**What to work on:** How many lines in the data below contain the word "stone"? Case counts; reply with the number alone.

## Start Input

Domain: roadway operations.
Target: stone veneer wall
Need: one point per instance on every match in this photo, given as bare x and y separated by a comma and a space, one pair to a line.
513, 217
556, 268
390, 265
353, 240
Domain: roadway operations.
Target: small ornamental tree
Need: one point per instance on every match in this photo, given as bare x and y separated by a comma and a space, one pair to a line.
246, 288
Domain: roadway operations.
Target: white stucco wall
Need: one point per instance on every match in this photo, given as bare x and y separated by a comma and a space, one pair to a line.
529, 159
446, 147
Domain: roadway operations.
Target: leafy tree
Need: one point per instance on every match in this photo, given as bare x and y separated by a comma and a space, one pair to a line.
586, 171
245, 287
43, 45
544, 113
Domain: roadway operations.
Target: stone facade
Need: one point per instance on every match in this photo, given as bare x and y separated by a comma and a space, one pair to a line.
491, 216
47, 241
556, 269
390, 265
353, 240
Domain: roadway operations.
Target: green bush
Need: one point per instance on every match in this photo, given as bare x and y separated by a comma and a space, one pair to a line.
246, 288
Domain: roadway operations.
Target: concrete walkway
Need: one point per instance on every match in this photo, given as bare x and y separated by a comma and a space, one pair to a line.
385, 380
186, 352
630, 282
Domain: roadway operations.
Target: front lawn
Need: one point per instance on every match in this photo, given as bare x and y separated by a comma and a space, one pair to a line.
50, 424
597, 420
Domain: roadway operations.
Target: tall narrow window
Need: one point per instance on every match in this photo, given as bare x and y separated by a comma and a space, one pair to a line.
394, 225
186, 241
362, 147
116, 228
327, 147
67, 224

## End Input

**Completed exercise:** 2